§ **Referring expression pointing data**
★ ★ ★
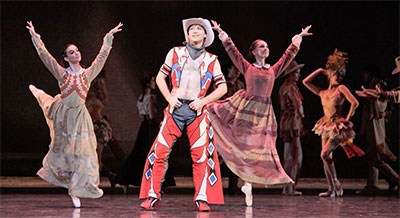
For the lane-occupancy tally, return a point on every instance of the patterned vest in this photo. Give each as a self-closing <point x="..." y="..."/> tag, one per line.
<point x="206" y="69"/>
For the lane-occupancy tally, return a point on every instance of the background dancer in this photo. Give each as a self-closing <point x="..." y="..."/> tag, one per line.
<point x="191" y="70"/>
<point x="335" y="130"/>
<point x="72" y="161"/>
<point x="245" y="124"/>
<point x="131" y="172"/>
<point x="291" y="127"/>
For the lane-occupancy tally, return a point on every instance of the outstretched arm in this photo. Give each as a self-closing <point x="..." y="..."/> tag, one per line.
<point x="308" y="81"/>
<point x="378" y="93"/>
<point x="162" y="84"/>
<point x="101" y="58"/>
<point x="236" y="57"/>
<point x="47" y="59"/>
<point x="290" y="52"/>
<point x="350" y="97"/>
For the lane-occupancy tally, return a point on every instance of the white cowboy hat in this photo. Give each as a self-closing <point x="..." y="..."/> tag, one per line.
<point x="202" y="22"/>
<point x="397" y="69"/>
<point x="292" y="67"/>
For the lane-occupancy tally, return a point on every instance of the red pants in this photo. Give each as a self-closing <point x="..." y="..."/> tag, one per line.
<point x="206" y="172"/>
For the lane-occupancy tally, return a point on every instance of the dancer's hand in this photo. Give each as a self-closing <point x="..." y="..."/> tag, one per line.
<point x="116" y="29"/>
<point x="174" y="102"/>
<point x="304" y="32"/>
<point x="372" y="93"/>
<point x="31" y="28"/>
<point x="216" y="26"/>
<point x="197" y="104"/>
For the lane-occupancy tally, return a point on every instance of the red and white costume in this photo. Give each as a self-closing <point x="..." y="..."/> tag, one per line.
<point x="206" y="171"/>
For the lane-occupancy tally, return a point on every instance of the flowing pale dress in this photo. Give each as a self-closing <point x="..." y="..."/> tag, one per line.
<point x="245" y="125"/>
<point x="72" y="161"/>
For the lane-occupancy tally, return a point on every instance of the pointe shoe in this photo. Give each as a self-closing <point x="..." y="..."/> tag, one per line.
<point x="202" y="206"/>
<point x="295" y="193"/>
<point x="249" y="197"/>
<point x="150" y="203"/>
<point x="329" y="193"/>
<point x="125" y="188"/>
<point x="76" y="202"/>
<point x="338" y="189"/>
<point x="34" y="90"/>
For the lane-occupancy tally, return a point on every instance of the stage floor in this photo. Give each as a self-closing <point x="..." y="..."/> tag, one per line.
<point x="33" y="197"/>
<point x="181" y="205"/>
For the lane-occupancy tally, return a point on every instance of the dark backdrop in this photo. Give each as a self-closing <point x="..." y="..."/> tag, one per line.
<point x="369" y="31"/>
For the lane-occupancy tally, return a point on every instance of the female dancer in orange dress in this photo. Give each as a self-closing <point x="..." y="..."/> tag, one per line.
<point x="334" y="128"/>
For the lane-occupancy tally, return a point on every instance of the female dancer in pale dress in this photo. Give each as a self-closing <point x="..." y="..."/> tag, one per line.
<point x="244" y="125"/>
<point x="72" y="161"/>
<point x="335" y="129"/>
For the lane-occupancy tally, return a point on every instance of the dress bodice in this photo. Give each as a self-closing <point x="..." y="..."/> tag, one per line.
<point x="332" y="102"/>
<point x="74" y="88"/>
<point x="259" y="81"/>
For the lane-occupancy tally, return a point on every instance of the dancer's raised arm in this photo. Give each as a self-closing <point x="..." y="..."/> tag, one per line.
<point x="308" y="81"/>
<point x="290" y="52"/>
<point x="101" y="58"/>
<point x="236" y="57"/>
<point x="47" y="59"/>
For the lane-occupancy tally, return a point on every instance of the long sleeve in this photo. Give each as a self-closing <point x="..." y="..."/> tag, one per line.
<point x="393" y="96"/>
<point x="236" y="57"/>
<point x="47" y="59"/>
<point x="100" y="59"/>
<point x="285" y="60"/>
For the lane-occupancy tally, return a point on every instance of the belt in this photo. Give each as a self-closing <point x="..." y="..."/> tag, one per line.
<point x="185" y="101"/>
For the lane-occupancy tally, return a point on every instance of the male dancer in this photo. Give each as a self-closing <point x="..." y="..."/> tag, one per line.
<point x="191" y="70"/>
<point x="291" y="127"/>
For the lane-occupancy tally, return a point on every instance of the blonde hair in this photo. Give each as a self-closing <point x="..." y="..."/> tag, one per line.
<point x="337" y="63"/>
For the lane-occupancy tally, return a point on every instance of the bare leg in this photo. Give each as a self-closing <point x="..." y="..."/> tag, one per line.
<point x="76" y="202"/>
<point x="293" y="157"/>
<point x="328" y="146"/>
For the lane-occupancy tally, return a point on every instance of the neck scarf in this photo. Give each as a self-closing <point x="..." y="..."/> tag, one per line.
<point x="194" y="52"/>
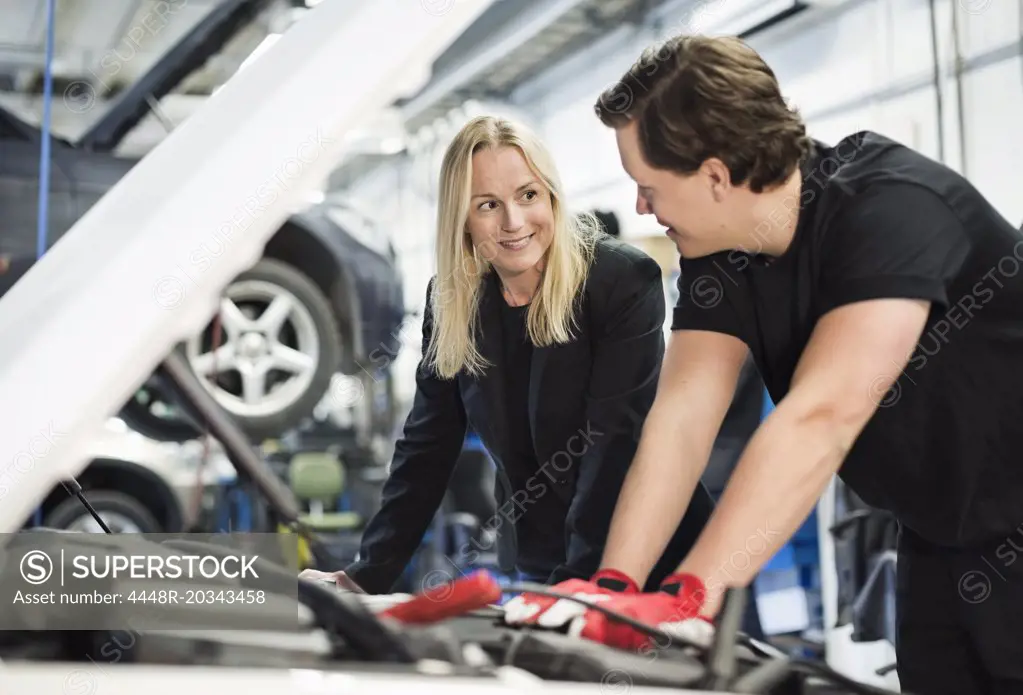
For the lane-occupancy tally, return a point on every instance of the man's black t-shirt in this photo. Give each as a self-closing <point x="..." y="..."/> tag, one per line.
<point x="879" y="220"/>
<point x="540" y="523"/>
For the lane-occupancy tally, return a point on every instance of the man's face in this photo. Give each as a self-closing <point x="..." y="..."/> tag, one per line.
<point x="692" y="208"/>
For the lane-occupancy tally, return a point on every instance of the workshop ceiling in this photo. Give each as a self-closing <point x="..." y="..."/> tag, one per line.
<point x="109" y="43"/>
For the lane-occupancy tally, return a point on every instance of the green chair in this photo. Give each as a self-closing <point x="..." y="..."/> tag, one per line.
<point x="318" y="479"/>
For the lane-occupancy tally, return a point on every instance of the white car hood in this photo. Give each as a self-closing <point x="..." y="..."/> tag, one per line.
<point x="87" y="324"/>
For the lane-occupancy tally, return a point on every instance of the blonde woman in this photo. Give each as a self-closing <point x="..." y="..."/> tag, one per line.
<point x="545" y="337"/>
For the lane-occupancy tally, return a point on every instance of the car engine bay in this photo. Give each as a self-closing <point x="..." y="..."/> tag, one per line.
<point x="310" y="624"/>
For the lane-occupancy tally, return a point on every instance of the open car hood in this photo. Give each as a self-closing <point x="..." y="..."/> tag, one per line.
<point x="104" y="306"/>
<point x="204" y="41"/>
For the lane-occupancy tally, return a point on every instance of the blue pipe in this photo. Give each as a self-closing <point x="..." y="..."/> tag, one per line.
<point x="44" y="154"/>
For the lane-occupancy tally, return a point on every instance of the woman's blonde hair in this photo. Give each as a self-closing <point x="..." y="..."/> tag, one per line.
<point x="461" y="269"/>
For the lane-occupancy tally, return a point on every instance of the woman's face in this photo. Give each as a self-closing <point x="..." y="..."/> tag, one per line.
<point x="510" y="218"/>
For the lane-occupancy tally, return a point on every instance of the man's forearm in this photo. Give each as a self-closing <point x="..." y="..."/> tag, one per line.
<point x="655" y="495"/>
<point x="779" y="479"/>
★ ★ ★
§ **WHAT NEEDS TO BE DONE**
Would you retype each line above exactly and skip every image?

§ **ANSWER TO THIS TASK**
For the lane-occupancy tally, return a point on every instance of the patterned vest in this photo. Give each as a self-closing <point x="..." y="..."/> tag, one per line.
<point x="206" y="69"/>
For the lane-occupancy tally, return a point on every instance of the background dancer in this photo. Give each as a self-closing <point x="..." y="..."/> tag, one per line.
<point x="191" y="70"/>
<point x="335" y="130"/>
<point x="72" y="161"/>
<point x="245" y="124"/>
<point x="131" y="172"/>
<point x="291" y="127"/>
For the lane-occupancy tally, return a point on every instance of the outstretched arm in this photo. Give each as a self-closing <point x="..." y="..."/> tag, one per line.
<point x="308" y="81"/>
<point x="378" y="93"/>
<point x="162" y="84"/>
<point x="101" y="58"/>
<point x="236" y="57"/>
<point x="47" y="59"/>
<point x="290" y="52"/>
<point x="350" y="97"/>
For the lane-occupancy tally, return a point on every instance of the white cowboy hat in this photo. Give each as a self-closing <point x="..." y="..."/> tag, one per line.
<point x="202" y="22"/>
<point x="397" y="69"/>
<point x="292" y="67"/>
For the lane-occupancy tally, return a point on every instance of the red pants in this photo. Give each as a self-closing <point x="..." y="..."/> tag, one per line.
<point x="206" y="172"/>
For the lane-occupancy tally, return a point on every instance of the dancer's hand in this photo. Give each as a self-closing <point x="..." y="..."/> tag, one per line.
<point x="116" y="29"/>
<point x="174" y="102"/>
<point x="304" y="32"/>
<point x="372" y="93"/>
<point x="31" y="28"/>
<point x="216" y="26"/>
<point x="197" y="104"/>
For the lane-occupancy tally, return a point on every instance of the red and white costume in this photo. Give each as a self-closing <point x="..." y="..."/> tag, one per line.
<point x="206" y="171"/>
For the lane-occupancy tally, return a point on every instance of the flowing pale dress in this photo. Give each as a self-closing <point x="..." y="..."/> tag, one per line.
<point x="245" y="125"/>
<point x="72" y="161"/>
For the lane-occupancy tally, return a point on every instance of the pointe shoe in this photo. Give each as a self-closing <point x="..." y="..."/> tag, one per line.
<point x="202" y="206"/>
<point x="295" y="193"/>
<point x="249" y="197"/>
<point x="150" y="203"/>
<point x="329" y="193"/>
<point x="125" y="188"/>
<point x="76" y="202"/>
<point x="338" y="189"/>
<point x="34" y="90"/>
For the lane-occupancy tally, return a point on every instance of the stage floor in this photo. Give each as a self-closing <point x="..." y="..."/> tag, one per line.
<point x="33" y="197"/>
<point x="181" y="205"/>
For the lane-occupancy tally, return a point on every instance of the dark backdrop in this photo. Give each as a self-closing <point x="..." y="..."/> tag, one per line.
<point x="369" y="31"/>
For the lane-occupancy tally, return a point on every instance of the female dancer in orange dress in this photo. Give each as a self-closing <point x="..." y="..."/> tag, one per line.
<point x="334" y="128"/>
For the lane-occupancy tally, return a point on every instance of the female dancer in pale dress in this photo. Give each as a self-closing <point x="..." y="..."/> tag, one per line.
<point x="244" y="125"/>
<point x="72" y="161"/>
<point x="335" y="129"/>
For the lane-occupancy tally, return a point on every instance of the dress bodice in this photo. Give each as a self-closing <point x="..." y="..."/> tag, one per line.
<point x="332" y="102"/>
<point x="74" y="88"/>
<point x="259" y="81"/>
For the lane-occupancy tally, return a point on every instance of the dancer's raised arm in this photo. Give each as a self-closing <point x="..." y="..."/> tag, one per line.
<point x="308" y="81"/>
<point x="290" y="52"/>
<point x="101" y="58"/>
<point x="236" y="57"/>
<point x="47" y="59"/>
For the lane-occupancy tally, return a point on every instance of the long sleeve in this photo. Give each as a self-closing <point x="..." y="..."/> tag, one per line.
<point x="393" y="96"/>
<point x="236" y="57"/>
<point x="47" y="59"/>
<point x="100" y="59"/>
<point x="285" y="60"/>
For the lane-occupancy tally, return a point on every instance of the belt in this photo. Give each as a self-closing <point x="..." y="..."/> tag, one per line.
<point x="185" y="101"/>
For the lane-occupancy tally, return a point on every instance of the male dancer in this photo. Give each as a self-closing <point x="..." y="..."/> tag, one per line.
<point x="191" y="70"/>
<point x="291" y="127"/>
For the lane-occupancy tally, return a point on every instance of the blonde hair in this photo. Give each as a self-closing <point x="..." y="..."/> tag, one per line.
<point x="337" y="63"/>
For the lane-occupancy tally, return a point on every instance of the bare leg in this photo. Give each as a self-closing <point x="..." y="..."/> tag, one per line.
<point x="76" y="202"/>
<point x="293" y="157"/>
<point x="328" y="146"/>
For the lane-occupancy tally, return a point on every instance of the neck scarf in this photo. Give each as a self-closing <point x="..." y="..."/> tag, one per line.
<point x="194" y="52"/>
For the lane-occupancy tally, return a point on every instance of the man's black t-shirt in this photo. Give each as a self-closing <point x="..." y="..."/> tag, one per line.
<point x="879" y="220"/>
<point x="540" y="523"/>
For the lane-occupancy tally, return a point on every instance of the man's face in this photo. Give each as a self-closing <point x="..." y="..."/> tag, one per line.
<point x="692" y="208"/>
For the lane-occupancy tally, return a point on every instance of the workshop ceiling in this photo. Give each as a self-closing <point x="..." y="..."/> tag, one per line.
<point x="109" y="43"/>
For the lane-occupancy tally, return a point on every instance of the green chair in this photo. Give each as a self-closing <point x="..." y="..."/> tag, one per line.
<point x="318" y="479"/>
For the lane-occupancy tally, return a point on every instance of the white car hood in this photo. Give each as a self-closing <point x="..." y="..."/> tag, one per line.
<point x="87" y="324"/>
For the lane-occupancy tally, return a point on every instance of the blonde woman in this photo. Give each as a self-closing <point x="..." y="..."/> tag, one per line.
<point x="545" y="337"/>
For the lane-occupancy tally, return a point on every instance of the car engine bay in this photo. Give each as a self-closing <point x="..." y="..."/> tag, one per line.
<point x="310" y="624"/>
For the lane-occupancy tally, return a point on every instance of the open car hood in this photo. Give each as a self-closing <point x="..." y="..."/> tag, one per line.
<point x="104" y="306"/>
<point x="204" y="41"/>
For the lane-occupancy tally, return a point on every instance of the blue pipe in this photo. Give each as a self-closing <point x="..." y="..."/> tag, one per line.
<point x="44" y="154"/>
For the lane-occupancy tally, return a point on every instance of the woman's blonde hair in this photo. Give each as a self-closing <point x="..." y="..."/> tag, one per line.
<point x="461" y="269"/>
For the lane-occupancy tally, return a point on every instance of the woman's face in this photo. Give each as a self-closing <point x="..." y="..."/> tag, one per line.
<point x="510" y="218"/>
For the lane-occupancy tally, return a point on every instance of the man's forearm in this photo. Give each as a self-closing <point x="..." y="..."/> tag, one per line.
<point x="655" y="495"/>
<point x="779" y="479"/>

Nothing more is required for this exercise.